#### [Work to do]
Quote the material below verbatim, line for line, with no changes.

Entries for labeling bounding boxes
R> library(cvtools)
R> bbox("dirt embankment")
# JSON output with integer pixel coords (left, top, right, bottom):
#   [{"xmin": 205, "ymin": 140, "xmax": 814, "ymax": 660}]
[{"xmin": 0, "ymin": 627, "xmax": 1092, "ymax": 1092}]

#### [Task output]
R> library(cvtools)
R> bbox("dirt embankment")
# JSON output with integer pixel coords (left, top, right, bottom):
#   [{"xmin": 205, "ymin": 140, "xmax": 814, "ymax": 660}]
[{"xmin": 0, "ymin": 627, "xmax": 1092, "ymax": 1092}]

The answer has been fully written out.